Texto:
----
El fin de esta regla de la
corrección es lograr la salvación de la persona. Se trata de practicar la
caridad con quien lo necesita en el orden espiritual
Muchos
cristianos desean una Iglesia perfecta, pero tal Iglesia no existe. El dicho
latino ecclesia semper reformanda indica que la Iglesia está siempre en vías de
reforma. Pero no sólo la Iglesia llamada institución, a la que siempre miramos
cuando hablamos de reforma, sino la Iglesia de a pie, la que formamos cada
bautizado.
El hecho de estar formada por hombres exige a cada uno que aspire a
la perfección de manera que toda la comunidad se beneficie. Con razón decía
Pablo que cada miembro debe contribuir a la perfección del cuerpo total.
Basta leer el Nuevo Testamento para
darse cuenta de que nunca ha existido una Iglesia perfecta. En la primera
comunidad de Jerusalén, en las comunidades fundadas por Pablo, y en el resto de
las que conocemos nos encontramos con el pecado de sus miembros. Algunas de las
cartas de Pablo han nacido precisamente para corregir errores, evitar
divisiones, y edificar auténticas iglesias de Cristo.
Jesús, en el Evangelio de hoy,
también sabe que su comunidad no es perfecta y formula lo que podríamos llamar
la «regla de la corrección fraterna». Desde el principio, Jesús tuvo que
corregir a sus discípulos cuando veía comportamientos pecaminosos: afán de ser
los primeros, deseos de poder, críticas a los demás. Actitudes propias del hombre,
que no deben escandalizar, pues son patrimonio común.
----
Lo que se pide: Reproduce completo y sin ningún cambio el texto sobre la corrección fraterna.

Datos en bruto:
----
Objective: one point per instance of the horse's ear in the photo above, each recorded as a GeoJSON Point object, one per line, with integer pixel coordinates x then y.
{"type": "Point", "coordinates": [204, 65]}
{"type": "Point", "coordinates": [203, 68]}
----
Tarea resuelta:
El fin de esta regla de la
corrección es lograr la salvación de la persona. Se trata de practicar la
caridad con quien lo necesita en el orden espiritual
Muchos
cristianos desean una Iglesia perfecta, pero tal Iglesia no existe. El dicho
latino ecclesia semper reformanda indica que la Iglesia está siempre en vías de
reforma. Pero no sólo la Iglesia llamada institución, a la que siempre miramos
cuando hablamos de reforma, sino la Iglesia de a pie, la que formamos cada
bautizado.
El hecho de estar formada por hombres exige a cada uno que aspire a
la perfección de manera que toda la comunidad se beneficie. Con razón decía
Pablo que cada miembro debe contribuir a la perfección del cuerpo total.
Basta leer el Nuevo Testamento para
darse cuenta de que nunca ha existido una Iglesia perfecta. En la primera
comunidad de Jerusalén, en las comunidades fundadas por Pablo, y en el resto de
las que conocemos nos encontramos con el pecado de sus miembros. Algunas de las
cartas de Pablo han nacido precisamente para corregir errores, evitar
divisiones, y edificar auténticas iglesias de Cristo.
Jesús, en el Evangelio de hoy,
también sabe que su comunidad no es perfecta y formula lo que podríamos llamar
la «regla de la corrección fraterna». Desde el principio, Jesús tuvo que
corregir a sus discípulos cuando veía comportamientos pecaminosos: afán de ser
los primeros, deseos de poder, críticas a los demás. Actitudes propias del hombre,
que no deben escandalizar, pues son patrimonio común.